▸ **PROVIDED PASSAGE**
In this article I will be talking about caching in the context of the HTTP specs and REST (which is heavily linked with HTTP semantics). First I will cover the specifics covered in HTTP 1.0, then the changes made in HTTP 1.1, then conclude with how we can clean up some of the examples from the previous sections.
Table of Contents
Requirements
Tools you will need to follow along.
- cURL - A command line tool that I use as a REST client. You may use a different client, but any other tools usages will be outside the scope of this article.
- Maven - To build and run the app with the jetty-maven-plugin
You download or clone the app from Github
git clone https://github.com/psamsotha/jersey-cache-example.git
Or download it from the Github project site
Caching in HTTP 1.0
In HTTP 1.0 the server sends an Expires: <expiration-data>
header with the response. So a response might look something like
HTTP/1.0 200 OK
Date: Sun, 18 Oct 2015, 09:15:25 GMT
Content-Type: text/plain
Content-Length: 100
Expires: Sun, 18 Oct 2015, 10:15:25 GMT
<body content>
Here the expiration data has been set to one hour from the time the response was sent out.
Expires example
In JAX-RS, we would simply to something like
@GET
@Produces("text/plain")
public Response get() {
long current = new Date().getTime();
Date expires = new Date(current + (10 * 1_000));
return Response.ok("Some Data").expires(expires).build();
}
There’s nothing really interesting goind on here. We are calling expires
on the ResponseBuilder
which sets the Exires
to ten seconds from the time of request. If we make the cURL request, we can see the header.
C:\>curl -v http://localhost:8080/api/expires
> GET /api/expires HTTP/1.1
> User-Agent: curl/7.40.0
> Host: localhost:8080
> Accept: */*
>
< HTTP/1.1 200 OK
< Date: Sun, 18 Oct 2015 03:34:50 GMT
< Expires: Sun, 18 Oct 2015 03:35:00 GMT
< Content-Type: text/plain
< Content-Length: 9
< Server: Jetty(9.2.6.v20141205)

▸ **ENTRIES SUPPLIED**
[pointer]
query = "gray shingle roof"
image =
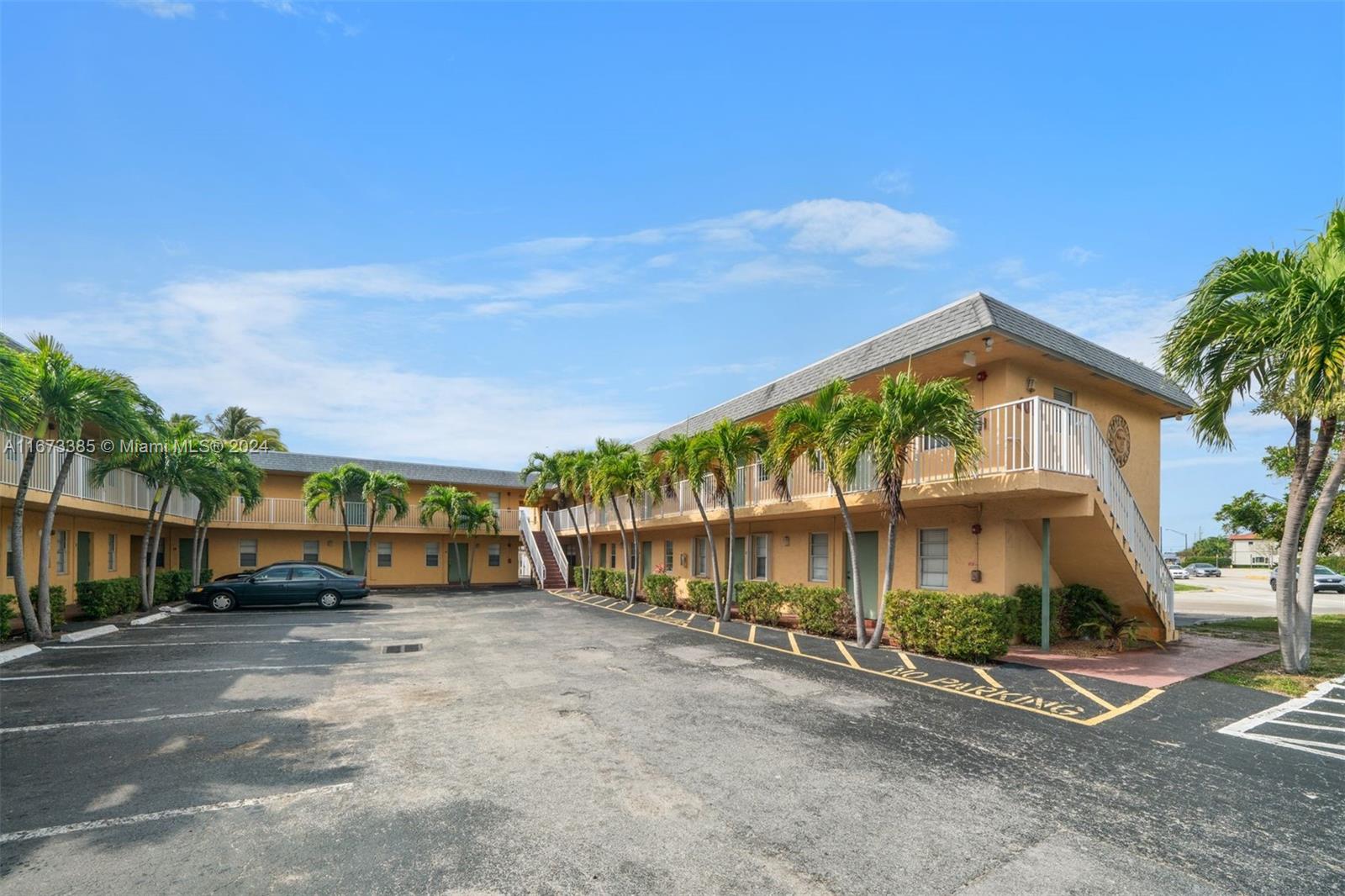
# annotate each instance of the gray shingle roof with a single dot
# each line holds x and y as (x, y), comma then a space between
(952, 323)
(293, 461)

▸ **COMPLETE THE FOLLOWING**
1/ Return the passage of the HTTP caching article from "C:\>curl -v http://localhost:8080/api/expires" up to and including "< Server: Jetty(9.2.6.v20141205)", copied word for word.
2/ Resume the HTTP caching article at the point where it stops.

▸ **EXPECTED RESULTS**
1/
C:\>curl -v http://localhost:8080/api/expires
> GET /api/expires HTTP/1.1
> User-Agent: curl/7.40.0
> Host: localhost:8080
> Accept: */*
>
< HTTP/1.1 200 OK
< Date: Sun, 18 Oct 2015 03:34:50 GMT
< Expires: Sun, 18 Oct 2015 03:35:00 GMT
< Content-Type: text/plain
< Content-Length: 9
< Server: Jetty(9.2.6.v20141205)

2/
<
Some Data
cURL doesn’t support any caching features, so trying to make another call won’t respect the Expires
header, and another request will be made.
Caching in HTTP 1.1
Then came HTTP 1.1, which not only create new temporal semantics, but also added revalidation semantics to caching. Take for example the caching the Expires
example above. Say the expiration time is 10 seconds. A request made after that ten seconds will always get back new data from the server. With revalidation the server sends a condition request, saying “if the data has not been modified since [date]” and/or “if data still matches the data in my cache”, don’t send back the data. This helps in bandwidth usage, as the data is not always sent back, as would be the case with the old Expires semantics. Here’s a flow chart of basics of the process
Temporal caching
When I say “temporal”, I am talking about time. As discussed, the old spec used the Expires
header to set the expiration date on the data. The problem with this is that it is an absolute time that is dependent on system clock being set correctly. To fix this problem, the Cache-Control
header was introduced. Instead of an absolute date, it uses a relative time in the form of max-age
. For example a response might look like
HTTP/1.1 200 OK
Date: Sun, 18 Oct 2015 03:47:18 GMT
Cache-Control: max-age=10
Content-Type: text/plain
Content-Length: 9
Server: Jetty(9.2.6.v20141205)
Some Data
Here the Cache-Control
header is saying that the data is only good in the cache for 10 second, after which a supporting client should get new data.
Cache-Control Example
Here’s how we could code it in JAX-RS
@GET
@Produces("text/plain")
public Response get() {
CacheControl cc = new CacheControl();
cc.setMaxAge(10);
return Response.ok("Some Data").cacheControl(cc).build();
}
This example is from CacheControlResource
in the Github project. We are setting the max-age
to 10 seconds. So let’s test it out. From the command line, cd
to the project root, then run the project with the Maven Jetty plugin (You will need to have Maven installed, or you can deploy the project to any servlet container).
cd <to> jersey-cache-example
mvn jetty:run
You should see the embedded Jetty server start. Wait until you see [INFO] Started Jetty Server
. That’s when you know the server startup is complete.
Instead of testing with cURL, we will use the browser. As I mentioned above cURL doesn’t offer any caching support. For testing with the browser, I often make use of some developer tool. In Firefox, there should be able to go to Tools
→Web Developer
→Web Console
to see the below console, or with Chrome there is also a dev tool installed. Just hit F12 to open it.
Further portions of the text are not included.